▶ **Texte étudié**
—————
Ka mate ! Ka mate ! Ka ora !
Tenei te tangata puhuru huru
Nana nei i tiki mai, Whakawhiti te ra
A upane ! ka upane !
A upane ! ka upane !
Whiti te ra ! Hi !

(Tapez les mains contre les cuisses !
Soufflez !
Pliez les genoux !
Laissez la hanche suivre !
Tapez des pieds aussi fort que vous pouvez !
Je meurs ! je meurs ! je vis ! je vis !
Je meurs ! je meurs ! je vis ! je vis !
Voici l'homme poilu
Qui est allé chercher le soleil
Et l´a fait briller à nouveau !
Un pas ! Un autre pas !
Un pas ! Un autre pas !
Devant le soleil qui brille ! Hi !)

Il s'agit de celle qu'exécutaient exclusivement les rugbymen, jusqu'au triste jour sud-africain qui les virent couverts par d'irrespectueux chants locaux.
—————
▶ **Consigne à suivre**
Pour chacune des affirmations ci-après, dites si elle concorde avec le texte étudié en répondant par oui ou par non et citez à l'identique les mots du texte qui permettent de trancher. (a) L'homme poilu est allé chercher le soleil. (b) Il faut taper des pieds avec douceur. (c) Ce chant était exécuté exclusivement par des footballeurs. Les entrées ne servent pas à cet exercice.
—————
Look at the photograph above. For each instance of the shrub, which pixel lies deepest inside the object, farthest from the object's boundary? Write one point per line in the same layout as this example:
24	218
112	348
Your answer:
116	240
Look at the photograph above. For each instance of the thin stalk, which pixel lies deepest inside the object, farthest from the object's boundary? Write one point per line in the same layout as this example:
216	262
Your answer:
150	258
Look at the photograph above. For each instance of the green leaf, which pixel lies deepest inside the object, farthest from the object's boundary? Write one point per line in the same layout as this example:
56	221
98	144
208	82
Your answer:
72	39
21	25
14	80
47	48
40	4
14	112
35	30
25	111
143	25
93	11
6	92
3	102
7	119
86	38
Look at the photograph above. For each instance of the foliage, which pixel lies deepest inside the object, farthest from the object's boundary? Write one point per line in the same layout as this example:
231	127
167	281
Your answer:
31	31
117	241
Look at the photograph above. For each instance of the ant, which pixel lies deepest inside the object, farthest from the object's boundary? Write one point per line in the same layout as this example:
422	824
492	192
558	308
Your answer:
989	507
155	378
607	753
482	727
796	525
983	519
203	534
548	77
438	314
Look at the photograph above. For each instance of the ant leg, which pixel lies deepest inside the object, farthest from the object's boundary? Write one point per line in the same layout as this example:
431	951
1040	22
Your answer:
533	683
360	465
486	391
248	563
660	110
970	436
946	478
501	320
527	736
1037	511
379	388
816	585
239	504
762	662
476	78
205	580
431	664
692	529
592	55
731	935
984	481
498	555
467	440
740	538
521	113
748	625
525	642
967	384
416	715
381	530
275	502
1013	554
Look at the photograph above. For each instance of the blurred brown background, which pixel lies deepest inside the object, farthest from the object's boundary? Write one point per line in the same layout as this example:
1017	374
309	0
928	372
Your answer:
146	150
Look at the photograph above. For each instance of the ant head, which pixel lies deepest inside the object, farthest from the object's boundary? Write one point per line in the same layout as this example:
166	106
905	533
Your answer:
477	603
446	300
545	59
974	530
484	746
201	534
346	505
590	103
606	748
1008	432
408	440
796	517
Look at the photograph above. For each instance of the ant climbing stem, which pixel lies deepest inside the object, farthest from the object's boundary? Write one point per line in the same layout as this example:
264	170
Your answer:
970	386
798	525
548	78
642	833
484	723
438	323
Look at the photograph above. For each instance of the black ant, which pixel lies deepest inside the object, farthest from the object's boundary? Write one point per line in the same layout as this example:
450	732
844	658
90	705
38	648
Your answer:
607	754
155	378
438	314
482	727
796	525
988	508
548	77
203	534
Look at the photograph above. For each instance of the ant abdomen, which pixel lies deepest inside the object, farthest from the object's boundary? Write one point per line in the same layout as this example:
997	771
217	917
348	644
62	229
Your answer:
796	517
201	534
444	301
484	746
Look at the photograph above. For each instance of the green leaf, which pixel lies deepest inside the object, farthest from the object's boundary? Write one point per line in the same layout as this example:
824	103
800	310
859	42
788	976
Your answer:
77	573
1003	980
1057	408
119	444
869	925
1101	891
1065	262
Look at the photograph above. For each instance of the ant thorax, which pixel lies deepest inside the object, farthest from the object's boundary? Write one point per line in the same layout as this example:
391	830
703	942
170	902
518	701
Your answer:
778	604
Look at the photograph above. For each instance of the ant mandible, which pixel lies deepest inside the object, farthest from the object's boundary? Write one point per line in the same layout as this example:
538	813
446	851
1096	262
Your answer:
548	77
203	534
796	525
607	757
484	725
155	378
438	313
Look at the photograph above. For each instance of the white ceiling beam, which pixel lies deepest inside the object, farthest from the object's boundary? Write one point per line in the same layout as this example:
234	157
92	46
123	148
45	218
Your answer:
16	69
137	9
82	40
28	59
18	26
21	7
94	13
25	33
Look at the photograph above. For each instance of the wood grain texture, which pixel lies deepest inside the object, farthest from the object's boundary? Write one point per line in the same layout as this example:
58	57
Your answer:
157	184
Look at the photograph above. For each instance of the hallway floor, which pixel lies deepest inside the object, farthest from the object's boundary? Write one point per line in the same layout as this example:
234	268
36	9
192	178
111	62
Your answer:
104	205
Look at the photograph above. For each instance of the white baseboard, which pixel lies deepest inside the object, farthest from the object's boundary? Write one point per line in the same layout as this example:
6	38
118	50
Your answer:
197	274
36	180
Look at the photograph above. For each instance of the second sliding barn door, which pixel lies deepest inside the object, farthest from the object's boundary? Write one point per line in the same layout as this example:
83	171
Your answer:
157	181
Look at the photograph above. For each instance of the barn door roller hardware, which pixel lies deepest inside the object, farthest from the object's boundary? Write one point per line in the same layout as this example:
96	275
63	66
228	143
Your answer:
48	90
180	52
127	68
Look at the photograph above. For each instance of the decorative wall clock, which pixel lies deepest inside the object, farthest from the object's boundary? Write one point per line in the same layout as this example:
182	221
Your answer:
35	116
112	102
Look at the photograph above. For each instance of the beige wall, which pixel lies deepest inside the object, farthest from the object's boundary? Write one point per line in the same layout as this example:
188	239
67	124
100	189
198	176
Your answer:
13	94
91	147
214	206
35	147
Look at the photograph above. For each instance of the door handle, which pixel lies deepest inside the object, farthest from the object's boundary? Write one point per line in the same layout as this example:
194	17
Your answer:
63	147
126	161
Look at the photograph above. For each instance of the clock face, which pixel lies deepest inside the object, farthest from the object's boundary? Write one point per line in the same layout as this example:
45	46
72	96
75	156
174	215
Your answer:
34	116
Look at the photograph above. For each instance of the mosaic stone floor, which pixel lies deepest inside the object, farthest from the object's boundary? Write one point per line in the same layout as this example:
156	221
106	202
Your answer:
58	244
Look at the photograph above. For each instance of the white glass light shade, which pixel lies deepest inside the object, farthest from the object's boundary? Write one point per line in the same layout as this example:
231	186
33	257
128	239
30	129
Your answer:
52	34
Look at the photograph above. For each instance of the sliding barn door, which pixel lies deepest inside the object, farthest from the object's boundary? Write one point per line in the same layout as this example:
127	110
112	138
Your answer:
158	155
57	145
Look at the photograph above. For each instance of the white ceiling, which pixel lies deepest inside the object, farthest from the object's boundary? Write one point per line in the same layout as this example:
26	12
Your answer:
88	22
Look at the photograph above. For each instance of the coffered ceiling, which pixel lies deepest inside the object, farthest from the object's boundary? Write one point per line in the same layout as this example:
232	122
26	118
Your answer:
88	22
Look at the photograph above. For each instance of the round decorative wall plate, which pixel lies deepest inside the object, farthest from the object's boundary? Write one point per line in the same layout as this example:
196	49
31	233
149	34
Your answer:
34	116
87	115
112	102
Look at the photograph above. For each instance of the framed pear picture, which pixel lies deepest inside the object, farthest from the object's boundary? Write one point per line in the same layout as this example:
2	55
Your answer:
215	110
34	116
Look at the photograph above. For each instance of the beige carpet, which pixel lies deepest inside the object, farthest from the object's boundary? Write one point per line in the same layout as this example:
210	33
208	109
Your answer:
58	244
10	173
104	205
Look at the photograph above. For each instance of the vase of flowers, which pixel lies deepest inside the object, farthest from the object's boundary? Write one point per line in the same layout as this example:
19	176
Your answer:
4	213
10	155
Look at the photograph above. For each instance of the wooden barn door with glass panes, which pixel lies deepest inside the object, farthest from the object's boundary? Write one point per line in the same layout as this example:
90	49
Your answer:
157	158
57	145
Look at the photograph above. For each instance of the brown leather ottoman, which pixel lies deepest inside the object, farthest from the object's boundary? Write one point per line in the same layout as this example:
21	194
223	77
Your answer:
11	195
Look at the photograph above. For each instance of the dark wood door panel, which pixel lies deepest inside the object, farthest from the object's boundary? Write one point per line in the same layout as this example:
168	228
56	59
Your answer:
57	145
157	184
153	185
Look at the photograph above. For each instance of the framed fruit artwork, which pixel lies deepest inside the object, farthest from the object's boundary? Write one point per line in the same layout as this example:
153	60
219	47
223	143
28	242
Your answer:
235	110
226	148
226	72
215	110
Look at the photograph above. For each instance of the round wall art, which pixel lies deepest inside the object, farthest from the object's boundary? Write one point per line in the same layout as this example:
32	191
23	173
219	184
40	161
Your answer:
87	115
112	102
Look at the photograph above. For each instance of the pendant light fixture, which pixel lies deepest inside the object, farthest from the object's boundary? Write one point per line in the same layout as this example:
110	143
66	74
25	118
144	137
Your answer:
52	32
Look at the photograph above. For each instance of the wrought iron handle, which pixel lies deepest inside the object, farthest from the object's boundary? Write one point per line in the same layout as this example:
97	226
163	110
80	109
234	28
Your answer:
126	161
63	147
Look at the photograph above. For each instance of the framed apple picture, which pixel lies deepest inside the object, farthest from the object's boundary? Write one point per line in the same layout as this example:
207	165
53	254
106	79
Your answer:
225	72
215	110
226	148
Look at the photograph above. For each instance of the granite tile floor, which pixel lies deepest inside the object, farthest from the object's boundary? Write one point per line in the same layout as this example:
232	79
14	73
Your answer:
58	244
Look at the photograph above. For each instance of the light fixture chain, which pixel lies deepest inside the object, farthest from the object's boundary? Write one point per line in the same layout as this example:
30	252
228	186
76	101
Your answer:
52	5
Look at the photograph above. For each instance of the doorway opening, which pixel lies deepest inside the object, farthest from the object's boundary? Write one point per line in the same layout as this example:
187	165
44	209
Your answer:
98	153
—————
▶ **Réponse**
(a) Oui : « Qui est allé chercher le soleil ».
(b) Non : « Tapez des pieds aussi fort que vous pouvez ! ».
(c) Non : « qu'exécutaient exclusivement les rugbymen ».